## Given instruction
Please list every line of the items below that contains the word "query", copying each line in full. Case counts.

## Input records
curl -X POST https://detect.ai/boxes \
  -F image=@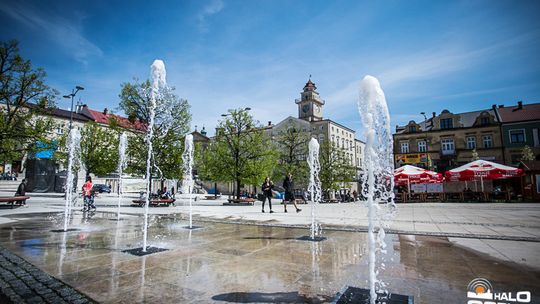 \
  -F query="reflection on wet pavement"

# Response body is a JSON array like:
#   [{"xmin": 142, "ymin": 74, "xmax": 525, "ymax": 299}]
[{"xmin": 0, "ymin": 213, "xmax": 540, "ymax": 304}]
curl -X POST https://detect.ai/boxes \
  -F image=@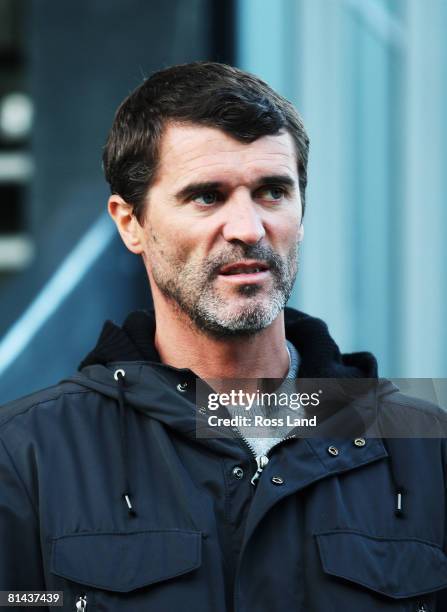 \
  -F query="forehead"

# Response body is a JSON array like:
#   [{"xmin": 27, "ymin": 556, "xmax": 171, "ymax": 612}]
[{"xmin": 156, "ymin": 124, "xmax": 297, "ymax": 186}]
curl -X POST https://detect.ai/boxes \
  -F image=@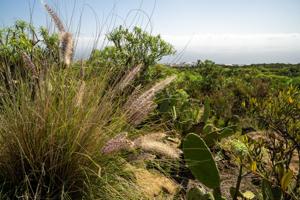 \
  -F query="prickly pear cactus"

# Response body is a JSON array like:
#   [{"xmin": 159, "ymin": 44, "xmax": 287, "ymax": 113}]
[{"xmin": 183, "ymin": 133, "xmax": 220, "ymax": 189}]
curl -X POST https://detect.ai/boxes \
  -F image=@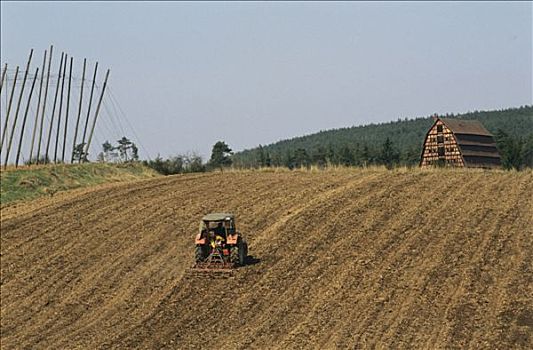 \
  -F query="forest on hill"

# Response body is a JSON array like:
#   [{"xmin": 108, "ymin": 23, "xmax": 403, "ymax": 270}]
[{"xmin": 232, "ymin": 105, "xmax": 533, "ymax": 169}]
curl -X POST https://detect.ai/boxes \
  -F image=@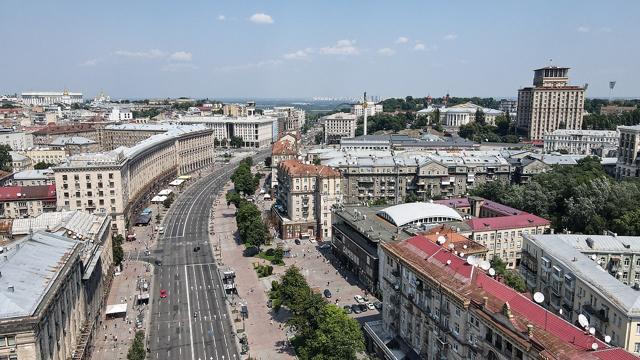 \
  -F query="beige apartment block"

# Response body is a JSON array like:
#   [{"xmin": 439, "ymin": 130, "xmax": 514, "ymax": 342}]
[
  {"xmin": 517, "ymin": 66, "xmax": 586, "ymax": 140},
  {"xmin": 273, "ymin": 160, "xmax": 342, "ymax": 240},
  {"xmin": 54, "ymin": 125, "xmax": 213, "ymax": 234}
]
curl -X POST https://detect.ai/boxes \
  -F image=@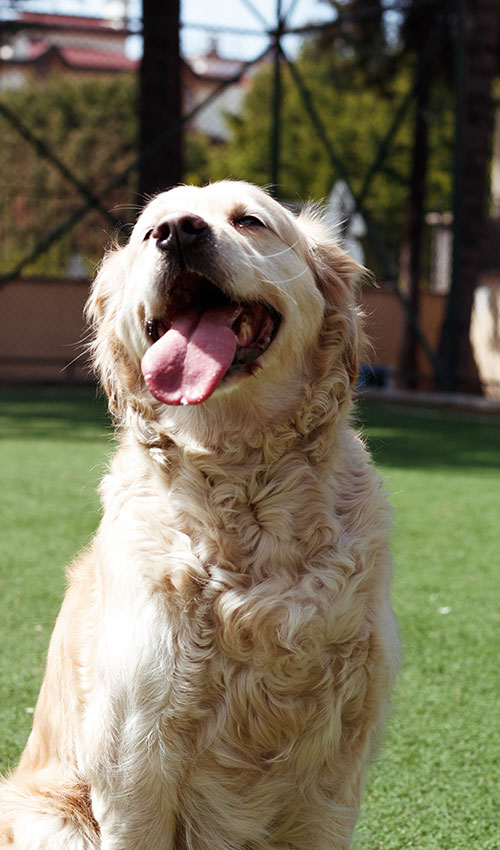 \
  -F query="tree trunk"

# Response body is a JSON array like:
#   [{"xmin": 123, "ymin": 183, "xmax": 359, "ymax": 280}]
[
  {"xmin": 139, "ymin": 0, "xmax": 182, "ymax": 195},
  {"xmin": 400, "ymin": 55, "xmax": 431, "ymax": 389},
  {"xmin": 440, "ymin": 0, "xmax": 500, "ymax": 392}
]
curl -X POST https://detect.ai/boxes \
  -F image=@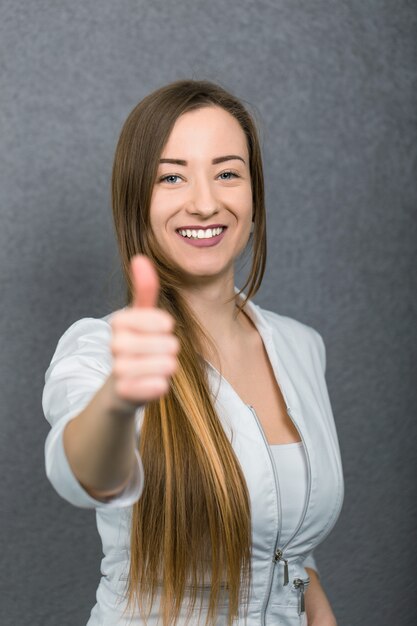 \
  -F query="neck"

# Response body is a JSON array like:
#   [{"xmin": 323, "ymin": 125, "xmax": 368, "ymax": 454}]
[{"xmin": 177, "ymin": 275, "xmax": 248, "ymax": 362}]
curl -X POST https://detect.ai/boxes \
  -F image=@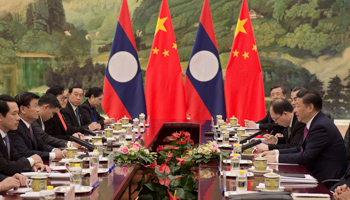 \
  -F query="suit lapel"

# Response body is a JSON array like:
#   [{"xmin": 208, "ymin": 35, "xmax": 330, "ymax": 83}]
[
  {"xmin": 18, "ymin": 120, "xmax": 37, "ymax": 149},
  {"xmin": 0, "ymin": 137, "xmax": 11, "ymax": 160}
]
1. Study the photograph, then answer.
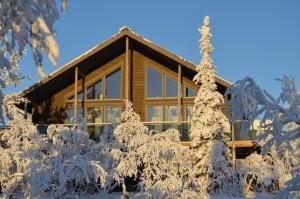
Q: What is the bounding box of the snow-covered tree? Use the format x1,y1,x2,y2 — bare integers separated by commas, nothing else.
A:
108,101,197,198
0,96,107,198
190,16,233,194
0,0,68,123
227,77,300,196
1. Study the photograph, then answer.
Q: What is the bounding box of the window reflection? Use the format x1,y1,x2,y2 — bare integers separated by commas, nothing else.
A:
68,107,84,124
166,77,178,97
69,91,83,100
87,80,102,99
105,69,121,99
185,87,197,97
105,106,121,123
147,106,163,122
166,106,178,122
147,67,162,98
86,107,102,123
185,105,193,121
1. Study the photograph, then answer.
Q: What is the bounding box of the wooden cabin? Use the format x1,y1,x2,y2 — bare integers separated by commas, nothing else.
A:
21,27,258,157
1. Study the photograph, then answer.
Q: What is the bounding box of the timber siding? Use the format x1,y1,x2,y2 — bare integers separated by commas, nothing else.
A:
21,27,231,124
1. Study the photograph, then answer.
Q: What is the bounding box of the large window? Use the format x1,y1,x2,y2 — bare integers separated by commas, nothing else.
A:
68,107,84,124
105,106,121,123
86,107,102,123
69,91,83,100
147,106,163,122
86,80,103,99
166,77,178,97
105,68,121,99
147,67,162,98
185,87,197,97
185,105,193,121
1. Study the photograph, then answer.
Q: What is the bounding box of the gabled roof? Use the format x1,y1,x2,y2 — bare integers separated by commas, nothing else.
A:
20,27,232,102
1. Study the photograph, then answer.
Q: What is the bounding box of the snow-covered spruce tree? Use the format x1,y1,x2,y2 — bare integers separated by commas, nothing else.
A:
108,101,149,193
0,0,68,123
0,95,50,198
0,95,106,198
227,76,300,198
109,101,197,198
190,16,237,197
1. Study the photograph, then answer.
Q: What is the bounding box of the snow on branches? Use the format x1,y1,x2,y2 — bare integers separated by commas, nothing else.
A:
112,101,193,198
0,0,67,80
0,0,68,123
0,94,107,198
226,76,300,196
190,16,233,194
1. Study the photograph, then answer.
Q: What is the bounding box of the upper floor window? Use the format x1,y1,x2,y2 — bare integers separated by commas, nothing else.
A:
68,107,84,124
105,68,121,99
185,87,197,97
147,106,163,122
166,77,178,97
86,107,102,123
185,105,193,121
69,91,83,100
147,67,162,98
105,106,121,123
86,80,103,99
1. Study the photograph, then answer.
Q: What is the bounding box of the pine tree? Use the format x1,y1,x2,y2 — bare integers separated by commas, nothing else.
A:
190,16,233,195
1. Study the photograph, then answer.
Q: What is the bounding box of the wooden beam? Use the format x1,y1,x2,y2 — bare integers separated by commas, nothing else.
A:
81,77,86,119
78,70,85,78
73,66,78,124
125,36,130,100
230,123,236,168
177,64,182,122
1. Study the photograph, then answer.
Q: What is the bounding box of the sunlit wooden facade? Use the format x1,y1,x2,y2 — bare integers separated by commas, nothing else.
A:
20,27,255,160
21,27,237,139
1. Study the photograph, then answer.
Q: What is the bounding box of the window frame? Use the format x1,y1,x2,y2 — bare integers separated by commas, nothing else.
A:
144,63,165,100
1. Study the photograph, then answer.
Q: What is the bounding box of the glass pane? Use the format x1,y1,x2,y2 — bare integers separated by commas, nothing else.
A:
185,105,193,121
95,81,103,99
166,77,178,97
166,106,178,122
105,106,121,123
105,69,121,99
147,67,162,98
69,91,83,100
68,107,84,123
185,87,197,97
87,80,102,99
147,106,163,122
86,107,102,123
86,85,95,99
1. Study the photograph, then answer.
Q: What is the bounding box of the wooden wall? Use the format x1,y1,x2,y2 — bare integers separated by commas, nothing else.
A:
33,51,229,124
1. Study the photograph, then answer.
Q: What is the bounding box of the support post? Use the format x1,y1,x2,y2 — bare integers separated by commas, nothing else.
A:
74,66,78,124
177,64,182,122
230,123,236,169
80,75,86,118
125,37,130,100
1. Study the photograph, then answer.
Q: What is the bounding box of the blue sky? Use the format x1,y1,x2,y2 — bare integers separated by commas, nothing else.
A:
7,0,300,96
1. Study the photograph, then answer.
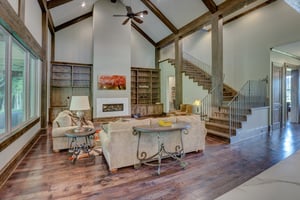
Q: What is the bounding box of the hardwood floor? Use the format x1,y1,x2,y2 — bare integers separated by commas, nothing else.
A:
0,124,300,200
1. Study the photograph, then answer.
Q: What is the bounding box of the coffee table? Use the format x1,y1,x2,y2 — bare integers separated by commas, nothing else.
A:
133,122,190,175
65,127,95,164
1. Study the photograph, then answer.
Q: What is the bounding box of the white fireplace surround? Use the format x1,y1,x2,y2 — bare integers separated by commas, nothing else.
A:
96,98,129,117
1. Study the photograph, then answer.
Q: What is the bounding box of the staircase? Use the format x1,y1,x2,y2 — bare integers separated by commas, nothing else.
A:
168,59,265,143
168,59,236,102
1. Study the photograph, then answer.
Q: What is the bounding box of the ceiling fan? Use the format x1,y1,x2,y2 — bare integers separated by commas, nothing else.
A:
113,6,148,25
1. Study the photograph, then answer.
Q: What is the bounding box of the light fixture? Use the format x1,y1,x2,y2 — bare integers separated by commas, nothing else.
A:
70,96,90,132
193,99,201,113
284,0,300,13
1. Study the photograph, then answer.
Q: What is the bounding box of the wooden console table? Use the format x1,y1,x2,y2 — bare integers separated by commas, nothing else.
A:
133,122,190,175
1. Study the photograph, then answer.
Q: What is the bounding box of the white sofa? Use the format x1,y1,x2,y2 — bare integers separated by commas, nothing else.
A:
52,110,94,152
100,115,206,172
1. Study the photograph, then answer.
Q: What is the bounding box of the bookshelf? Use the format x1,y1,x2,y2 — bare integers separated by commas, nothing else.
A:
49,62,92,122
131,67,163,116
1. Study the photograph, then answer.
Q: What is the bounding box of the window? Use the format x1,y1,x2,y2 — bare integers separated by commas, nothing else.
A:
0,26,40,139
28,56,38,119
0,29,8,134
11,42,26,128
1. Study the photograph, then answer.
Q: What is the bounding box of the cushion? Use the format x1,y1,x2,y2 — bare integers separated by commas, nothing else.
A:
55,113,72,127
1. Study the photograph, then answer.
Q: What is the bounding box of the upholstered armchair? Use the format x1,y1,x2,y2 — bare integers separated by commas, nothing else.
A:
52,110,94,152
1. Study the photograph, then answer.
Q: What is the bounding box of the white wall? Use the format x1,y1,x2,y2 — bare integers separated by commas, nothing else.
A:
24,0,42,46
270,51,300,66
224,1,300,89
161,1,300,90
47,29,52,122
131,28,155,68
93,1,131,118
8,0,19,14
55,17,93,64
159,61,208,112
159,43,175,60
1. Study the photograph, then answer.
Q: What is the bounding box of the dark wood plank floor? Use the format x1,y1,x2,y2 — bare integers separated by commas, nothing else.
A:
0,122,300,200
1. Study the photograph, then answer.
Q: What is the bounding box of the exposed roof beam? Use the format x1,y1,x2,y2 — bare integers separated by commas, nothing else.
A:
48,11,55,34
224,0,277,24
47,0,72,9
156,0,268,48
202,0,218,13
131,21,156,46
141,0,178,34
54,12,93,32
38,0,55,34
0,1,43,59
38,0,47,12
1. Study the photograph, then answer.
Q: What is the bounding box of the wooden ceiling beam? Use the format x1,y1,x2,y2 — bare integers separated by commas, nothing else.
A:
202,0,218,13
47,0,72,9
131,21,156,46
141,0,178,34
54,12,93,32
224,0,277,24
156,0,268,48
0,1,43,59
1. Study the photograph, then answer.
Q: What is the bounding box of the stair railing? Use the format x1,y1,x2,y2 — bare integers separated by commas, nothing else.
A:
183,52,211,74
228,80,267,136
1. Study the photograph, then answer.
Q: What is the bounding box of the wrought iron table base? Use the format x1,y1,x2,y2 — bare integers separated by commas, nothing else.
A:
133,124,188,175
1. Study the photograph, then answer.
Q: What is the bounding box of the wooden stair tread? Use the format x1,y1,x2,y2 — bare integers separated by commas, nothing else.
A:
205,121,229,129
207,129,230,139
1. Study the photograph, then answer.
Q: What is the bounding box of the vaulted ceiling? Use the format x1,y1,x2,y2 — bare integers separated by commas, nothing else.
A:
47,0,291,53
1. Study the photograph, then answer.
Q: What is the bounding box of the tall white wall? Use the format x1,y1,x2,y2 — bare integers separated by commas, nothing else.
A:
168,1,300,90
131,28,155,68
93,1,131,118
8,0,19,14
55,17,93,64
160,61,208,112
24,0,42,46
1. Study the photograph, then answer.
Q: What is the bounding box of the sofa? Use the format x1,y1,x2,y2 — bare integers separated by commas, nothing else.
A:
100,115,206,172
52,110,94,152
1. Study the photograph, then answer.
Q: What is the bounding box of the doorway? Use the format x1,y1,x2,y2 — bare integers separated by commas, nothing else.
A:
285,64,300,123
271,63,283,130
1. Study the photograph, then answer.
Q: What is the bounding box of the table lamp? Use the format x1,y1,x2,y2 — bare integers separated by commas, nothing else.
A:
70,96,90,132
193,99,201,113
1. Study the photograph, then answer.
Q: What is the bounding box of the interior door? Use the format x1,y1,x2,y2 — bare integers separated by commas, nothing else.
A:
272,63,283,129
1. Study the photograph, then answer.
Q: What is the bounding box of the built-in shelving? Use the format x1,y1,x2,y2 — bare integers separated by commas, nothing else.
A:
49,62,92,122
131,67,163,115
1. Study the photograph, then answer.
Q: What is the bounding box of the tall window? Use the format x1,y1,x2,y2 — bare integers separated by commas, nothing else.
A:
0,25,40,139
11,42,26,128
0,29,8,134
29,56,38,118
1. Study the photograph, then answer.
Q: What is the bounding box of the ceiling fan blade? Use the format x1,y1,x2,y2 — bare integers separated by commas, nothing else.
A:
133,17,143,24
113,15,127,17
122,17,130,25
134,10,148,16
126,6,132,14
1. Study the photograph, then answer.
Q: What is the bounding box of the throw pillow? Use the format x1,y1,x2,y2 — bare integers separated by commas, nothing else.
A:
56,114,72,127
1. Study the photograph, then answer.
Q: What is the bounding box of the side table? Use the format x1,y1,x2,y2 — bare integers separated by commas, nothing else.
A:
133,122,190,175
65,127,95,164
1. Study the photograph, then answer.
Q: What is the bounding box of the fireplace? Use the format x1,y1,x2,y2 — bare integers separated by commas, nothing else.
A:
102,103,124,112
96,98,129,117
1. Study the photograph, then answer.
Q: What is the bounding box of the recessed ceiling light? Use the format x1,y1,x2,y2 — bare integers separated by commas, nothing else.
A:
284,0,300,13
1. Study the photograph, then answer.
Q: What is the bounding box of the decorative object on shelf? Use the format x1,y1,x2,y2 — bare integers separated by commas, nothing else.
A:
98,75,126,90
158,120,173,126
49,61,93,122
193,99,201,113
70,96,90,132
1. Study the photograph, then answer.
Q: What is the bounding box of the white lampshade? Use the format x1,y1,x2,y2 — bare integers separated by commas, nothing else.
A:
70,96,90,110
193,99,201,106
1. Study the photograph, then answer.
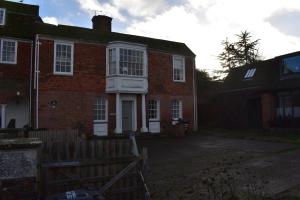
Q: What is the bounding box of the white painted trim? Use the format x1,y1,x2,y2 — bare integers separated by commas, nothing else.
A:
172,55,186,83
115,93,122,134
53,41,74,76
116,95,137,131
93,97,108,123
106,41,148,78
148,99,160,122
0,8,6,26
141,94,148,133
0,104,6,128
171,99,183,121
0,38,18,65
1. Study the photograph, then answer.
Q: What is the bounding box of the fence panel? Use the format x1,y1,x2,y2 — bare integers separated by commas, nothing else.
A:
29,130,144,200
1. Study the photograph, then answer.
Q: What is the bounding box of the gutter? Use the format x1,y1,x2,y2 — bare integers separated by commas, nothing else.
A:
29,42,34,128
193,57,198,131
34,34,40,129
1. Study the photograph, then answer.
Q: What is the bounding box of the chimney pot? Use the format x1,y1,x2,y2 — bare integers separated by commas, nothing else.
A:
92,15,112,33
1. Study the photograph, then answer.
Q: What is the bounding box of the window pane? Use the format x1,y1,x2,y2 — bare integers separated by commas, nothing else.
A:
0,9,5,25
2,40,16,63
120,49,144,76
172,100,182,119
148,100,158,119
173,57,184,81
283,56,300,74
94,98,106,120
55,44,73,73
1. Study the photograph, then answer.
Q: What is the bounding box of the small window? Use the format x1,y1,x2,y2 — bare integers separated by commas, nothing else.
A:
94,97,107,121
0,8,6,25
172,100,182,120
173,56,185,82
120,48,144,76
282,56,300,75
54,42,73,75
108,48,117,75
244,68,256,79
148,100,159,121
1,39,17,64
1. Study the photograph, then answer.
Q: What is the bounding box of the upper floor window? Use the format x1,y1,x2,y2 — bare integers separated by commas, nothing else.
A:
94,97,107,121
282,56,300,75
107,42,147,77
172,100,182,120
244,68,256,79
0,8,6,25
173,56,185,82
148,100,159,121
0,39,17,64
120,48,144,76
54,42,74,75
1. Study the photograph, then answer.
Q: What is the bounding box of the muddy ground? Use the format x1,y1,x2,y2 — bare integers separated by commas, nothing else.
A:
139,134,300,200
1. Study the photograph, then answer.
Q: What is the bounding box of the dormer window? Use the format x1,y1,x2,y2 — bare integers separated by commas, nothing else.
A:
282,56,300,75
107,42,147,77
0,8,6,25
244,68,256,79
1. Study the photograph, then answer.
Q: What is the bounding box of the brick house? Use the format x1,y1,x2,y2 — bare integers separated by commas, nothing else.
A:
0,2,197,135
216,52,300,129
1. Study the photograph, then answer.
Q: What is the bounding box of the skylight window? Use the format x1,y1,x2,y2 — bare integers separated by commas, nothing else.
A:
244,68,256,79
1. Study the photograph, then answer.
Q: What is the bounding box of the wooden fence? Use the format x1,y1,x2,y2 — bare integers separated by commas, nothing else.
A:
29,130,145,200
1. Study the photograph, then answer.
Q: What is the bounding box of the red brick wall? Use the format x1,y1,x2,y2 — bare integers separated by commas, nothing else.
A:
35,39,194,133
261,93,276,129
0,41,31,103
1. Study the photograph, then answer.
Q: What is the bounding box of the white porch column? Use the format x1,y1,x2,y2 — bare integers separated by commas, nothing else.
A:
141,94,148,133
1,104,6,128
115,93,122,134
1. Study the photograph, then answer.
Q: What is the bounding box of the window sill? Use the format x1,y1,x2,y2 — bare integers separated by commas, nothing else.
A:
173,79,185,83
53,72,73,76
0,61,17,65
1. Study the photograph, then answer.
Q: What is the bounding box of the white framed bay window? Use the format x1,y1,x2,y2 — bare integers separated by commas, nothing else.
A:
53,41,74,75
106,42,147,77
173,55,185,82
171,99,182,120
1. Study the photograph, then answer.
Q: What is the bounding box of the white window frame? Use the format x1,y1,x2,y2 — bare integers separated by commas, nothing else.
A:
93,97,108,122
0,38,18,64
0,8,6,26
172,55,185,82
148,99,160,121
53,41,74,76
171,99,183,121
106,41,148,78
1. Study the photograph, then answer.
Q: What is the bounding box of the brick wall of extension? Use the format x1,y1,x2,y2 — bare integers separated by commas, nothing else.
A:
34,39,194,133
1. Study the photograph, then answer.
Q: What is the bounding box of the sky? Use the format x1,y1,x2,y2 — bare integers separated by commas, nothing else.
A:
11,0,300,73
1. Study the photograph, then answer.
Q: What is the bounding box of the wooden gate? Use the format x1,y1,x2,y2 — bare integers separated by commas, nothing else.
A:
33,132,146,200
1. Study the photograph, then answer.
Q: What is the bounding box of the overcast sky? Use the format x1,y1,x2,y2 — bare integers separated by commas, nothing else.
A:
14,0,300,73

## Finished task
  -F query="reflection on wet pavement"
  -F query="forehead"
  -F query="prickly pear cactus"
  -F query="forest on hill"
  -F query="beige apartment block"
  -F query="tree trunk"
  -F query="neck"
  -F query="suit lapel"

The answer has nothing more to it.